Dead Zones Return

It is that time of year again. Dead zones formed between the spring and summer in both the Chesapeake Bay and the Gulf of Mexico. Scientists began studying this phenomenon in the 1970’s and are still trying to control it.

According to NOAA, hypoxic zones are areas in the ocean of such low oxygen concentration that animal life suffocates and dies, and as a result are sometimes called dead zones. The marine life that is mobile and does not die, leave the area and it becomes a biological desert.

Hypoxia is a natural phenomenon that occurs periodically in both fresh and saltwater systems around the world. But what concerns scientists are dead zones created or enhanced by human activity such as those in the Chesapeake Bay and the Gulf of Mexico. There are many factors (physical, chemical and biological) that combine to create dead zones, but its primary cause by humans is nutrient pollution. Nutrients can run off of land from fertilizers used on agricultural fields or in urban areas where lawn fertilizers are used. Pet and wildlife wastes are also sources of nutrients as well as piped wastewater into rivers and coasts that can stimulate an overgrowth of algae which sinks and decomposes in the water.

Earlier this summer scientists were proclaiming that the dead zone in the Chesapeake Bay was the least amount they’d had since starting to monitor it 30 years ago. Unfortunately, there was a resurgence helped by some record setting rain that carried nutrient pollutions like nitrogen and phosphorus off the streets as well as millions of gallons of raw sewage that overloaded storm drains. In the end it was the eighth worst on record.

GIVEN RECORDS:
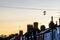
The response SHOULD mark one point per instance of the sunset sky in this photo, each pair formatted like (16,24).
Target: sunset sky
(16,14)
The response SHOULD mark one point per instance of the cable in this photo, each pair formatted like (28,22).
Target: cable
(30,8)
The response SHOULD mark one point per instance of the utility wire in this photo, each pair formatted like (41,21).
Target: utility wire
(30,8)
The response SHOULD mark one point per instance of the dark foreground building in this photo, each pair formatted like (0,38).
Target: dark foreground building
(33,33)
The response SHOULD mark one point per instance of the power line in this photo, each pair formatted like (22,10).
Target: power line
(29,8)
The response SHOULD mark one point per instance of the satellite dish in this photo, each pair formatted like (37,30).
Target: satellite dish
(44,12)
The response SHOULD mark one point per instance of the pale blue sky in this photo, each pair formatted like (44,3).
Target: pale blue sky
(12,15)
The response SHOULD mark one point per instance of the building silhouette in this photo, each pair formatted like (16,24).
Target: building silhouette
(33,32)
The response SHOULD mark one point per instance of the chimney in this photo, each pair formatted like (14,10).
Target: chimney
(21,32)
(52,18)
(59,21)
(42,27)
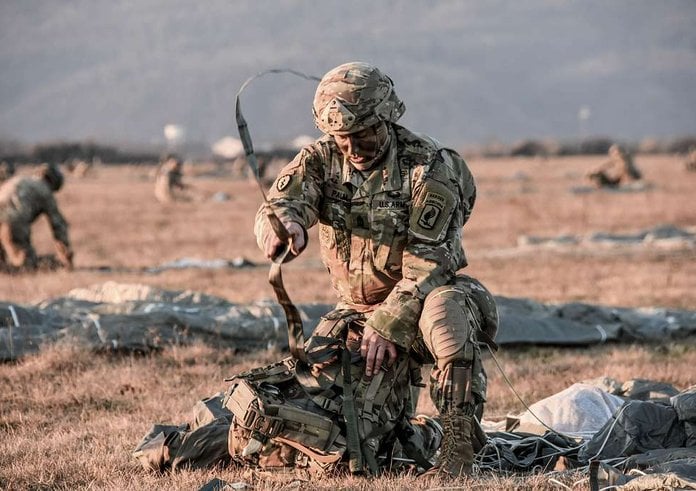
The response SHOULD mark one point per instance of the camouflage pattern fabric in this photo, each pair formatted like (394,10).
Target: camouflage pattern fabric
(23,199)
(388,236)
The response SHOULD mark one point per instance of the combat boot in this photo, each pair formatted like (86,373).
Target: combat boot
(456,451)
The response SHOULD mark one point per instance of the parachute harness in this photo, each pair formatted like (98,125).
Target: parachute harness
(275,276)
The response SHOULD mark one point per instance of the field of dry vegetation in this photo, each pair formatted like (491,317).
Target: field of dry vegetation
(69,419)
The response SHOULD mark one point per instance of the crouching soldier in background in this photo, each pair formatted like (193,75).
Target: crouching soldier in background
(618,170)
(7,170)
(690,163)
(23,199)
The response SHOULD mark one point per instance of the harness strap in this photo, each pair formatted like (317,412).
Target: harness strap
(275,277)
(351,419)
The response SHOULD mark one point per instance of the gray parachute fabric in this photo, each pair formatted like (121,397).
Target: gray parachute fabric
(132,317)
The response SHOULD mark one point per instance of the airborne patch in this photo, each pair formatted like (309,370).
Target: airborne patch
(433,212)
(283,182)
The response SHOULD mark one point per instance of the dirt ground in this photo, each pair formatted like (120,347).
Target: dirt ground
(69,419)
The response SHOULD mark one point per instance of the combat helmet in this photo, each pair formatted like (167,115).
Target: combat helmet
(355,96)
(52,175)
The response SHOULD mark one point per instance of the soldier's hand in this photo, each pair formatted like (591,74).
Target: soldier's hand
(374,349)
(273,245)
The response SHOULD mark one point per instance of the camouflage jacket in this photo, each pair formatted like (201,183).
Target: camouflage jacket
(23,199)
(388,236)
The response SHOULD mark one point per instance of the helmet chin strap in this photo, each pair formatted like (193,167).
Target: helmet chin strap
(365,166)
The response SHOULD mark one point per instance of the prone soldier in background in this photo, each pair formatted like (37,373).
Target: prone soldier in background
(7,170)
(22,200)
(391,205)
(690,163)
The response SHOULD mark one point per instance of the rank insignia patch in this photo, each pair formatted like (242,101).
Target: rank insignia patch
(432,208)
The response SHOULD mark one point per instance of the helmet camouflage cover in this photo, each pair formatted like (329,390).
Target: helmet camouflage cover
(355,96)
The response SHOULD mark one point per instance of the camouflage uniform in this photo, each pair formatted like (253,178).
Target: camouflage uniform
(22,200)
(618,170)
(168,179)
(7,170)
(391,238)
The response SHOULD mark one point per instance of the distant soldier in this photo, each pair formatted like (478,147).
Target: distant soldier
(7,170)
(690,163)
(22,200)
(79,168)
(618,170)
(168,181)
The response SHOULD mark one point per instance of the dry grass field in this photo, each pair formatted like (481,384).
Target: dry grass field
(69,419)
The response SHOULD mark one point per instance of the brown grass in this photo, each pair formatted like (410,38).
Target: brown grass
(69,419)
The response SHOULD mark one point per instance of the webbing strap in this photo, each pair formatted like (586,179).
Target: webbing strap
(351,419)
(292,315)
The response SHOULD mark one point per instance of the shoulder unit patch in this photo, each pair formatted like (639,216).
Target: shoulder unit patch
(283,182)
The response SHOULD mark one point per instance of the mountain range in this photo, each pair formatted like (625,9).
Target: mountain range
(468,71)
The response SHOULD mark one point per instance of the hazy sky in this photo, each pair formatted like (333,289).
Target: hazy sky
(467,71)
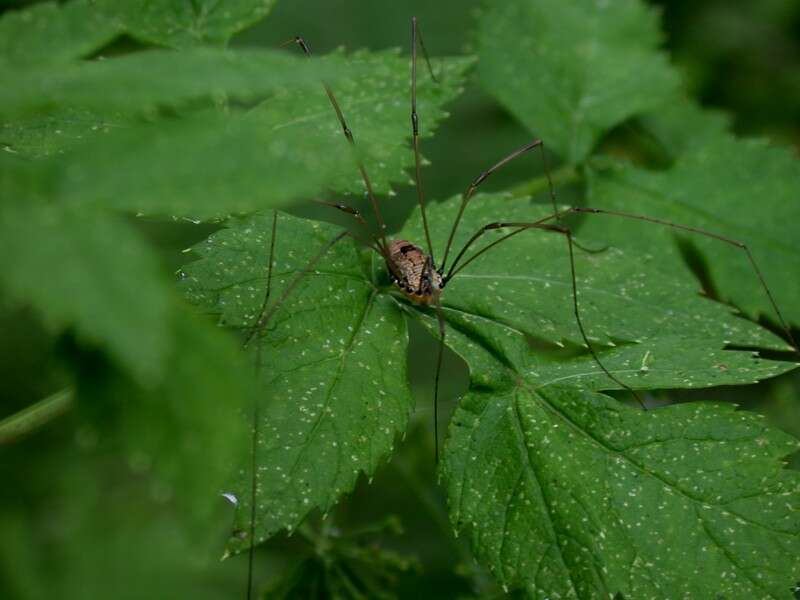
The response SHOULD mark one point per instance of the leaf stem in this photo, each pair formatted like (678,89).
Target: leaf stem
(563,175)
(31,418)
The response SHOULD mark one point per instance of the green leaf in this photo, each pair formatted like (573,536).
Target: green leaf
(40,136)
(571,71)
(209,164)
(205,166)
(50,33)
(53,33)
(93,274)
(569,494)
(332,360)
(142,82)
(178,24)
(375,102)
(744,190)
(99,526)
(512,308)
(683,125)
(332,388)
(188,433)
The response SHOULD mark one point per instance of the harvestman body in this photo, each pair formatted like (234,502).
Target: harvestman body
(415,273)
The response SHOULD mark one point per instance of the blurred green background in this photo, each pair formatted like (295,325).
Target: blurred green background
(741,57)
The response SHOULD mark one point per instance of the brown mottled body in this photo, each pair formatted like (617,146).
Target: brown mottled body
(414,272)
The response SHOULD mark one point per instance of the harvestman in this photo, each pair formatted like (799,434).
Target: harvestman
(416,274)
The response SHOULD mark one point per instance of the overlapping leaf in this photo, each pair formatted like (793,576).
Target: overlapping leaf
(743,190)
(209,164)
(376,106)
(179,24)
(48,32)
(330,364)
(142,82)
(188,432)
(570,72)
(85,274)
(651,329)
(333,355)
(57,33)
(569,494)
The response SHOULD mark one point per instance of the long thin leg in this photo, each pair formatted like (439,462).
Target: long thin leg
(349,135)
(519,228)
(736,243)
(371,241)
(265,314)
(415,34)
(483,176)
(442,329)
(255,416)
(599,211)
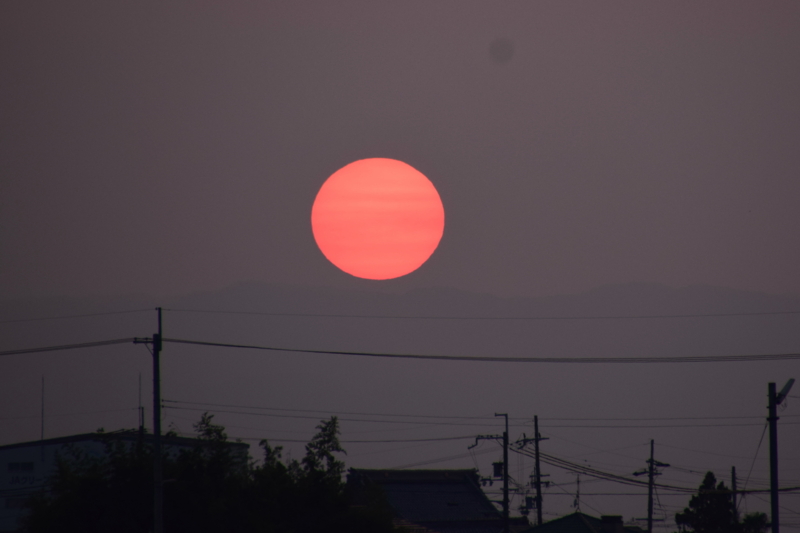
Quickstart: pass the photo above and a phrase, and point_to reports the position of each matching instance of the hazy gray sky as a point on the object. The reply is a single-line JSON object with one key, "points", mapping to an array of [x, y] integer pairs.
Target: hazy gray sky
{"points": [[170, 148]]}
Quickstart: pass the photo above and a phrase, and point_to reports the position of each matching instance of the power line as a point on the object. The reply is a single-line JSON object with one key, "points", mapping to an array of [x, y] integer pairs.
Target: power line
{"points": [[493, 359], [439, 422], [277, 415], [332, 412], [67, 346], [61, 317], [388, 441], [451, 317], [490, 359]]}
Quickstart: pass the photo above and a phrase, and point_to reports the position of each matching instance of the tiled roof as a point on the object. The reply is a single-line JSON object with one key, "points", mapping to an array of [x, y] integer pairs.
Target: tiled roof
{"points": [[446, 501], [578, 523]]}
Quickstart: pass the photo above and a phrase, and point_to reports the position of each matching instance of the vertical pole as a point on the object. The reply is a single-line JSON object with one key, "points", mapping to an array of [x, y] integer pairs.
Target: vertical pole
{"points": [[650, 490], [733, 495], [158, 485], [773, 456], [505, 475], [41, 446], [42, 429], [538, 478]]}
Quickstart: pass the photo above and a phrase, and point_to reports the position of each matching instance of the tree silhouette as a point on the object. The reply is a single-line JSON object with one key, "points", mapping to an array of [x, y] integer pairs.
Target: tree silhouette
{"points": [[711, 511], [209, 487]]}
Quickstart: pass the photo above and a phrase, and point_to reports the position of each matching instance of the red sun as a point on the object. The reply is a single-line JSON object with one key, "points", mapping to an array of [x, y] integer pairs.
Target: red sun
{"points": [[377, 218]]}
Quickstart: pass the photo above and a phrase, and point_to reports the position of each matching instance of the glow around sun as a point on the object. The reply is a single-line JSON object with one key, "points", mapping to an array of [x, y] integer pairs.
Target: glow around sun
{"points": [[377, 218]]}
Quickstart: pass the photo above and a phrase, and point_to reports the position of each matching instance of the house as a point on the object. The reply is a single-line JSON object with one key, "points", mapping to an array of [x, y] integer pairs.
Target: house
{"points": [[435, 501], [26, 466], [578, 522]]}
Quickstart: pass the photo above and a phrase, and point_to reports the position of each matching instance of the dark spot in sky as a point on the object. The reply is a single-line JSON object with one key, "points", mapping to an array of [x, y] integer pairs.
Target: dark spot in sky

TASKS AND EXERCISES:
1. Set down the part of the dead zones article that begins at the words "It is that time" and stops after the words "to control it.".
2. Resume the article on dead zones, writing on from its last sentence.
None of the lines have any bearing on the work here.

OUTPUTS BY TASK:
1.
It is that time of year again. Dead zones formed between the spring and summer in both the Chesapeake Bay and the Gulf of Mexico. Scientists began studying this phenomenon in the 1970’s and are still trying to control it.

2.
The Gulf of Mexico dead zone this year is the size of Connecticut. NOAA announced that an annual scientific survey found an area of 5,052 square miles of hypoxia, off much of Louisiana’s coast and part of Texas. While this is slightly smaller than what has been found in earlier years, it likely means that the target goal set by scientists to reduce the zone to 1,900 square miles by 2015 will not be met. The dead zone is formed largely by agriculture fertilizer and wastewater coming down the Mississippi River.

There are over 550 dead zones throughout the world. The largest is in the Baltic Sea and the dead zone in the Gulf of Mexico is the second largest caused by humans. Dead zones have a negative impact on our economy especially for our fishing industry. Estimates by NOAA found that algae blooms in the U.S. effected seafood and tourism to the tune of at least $82 million annually.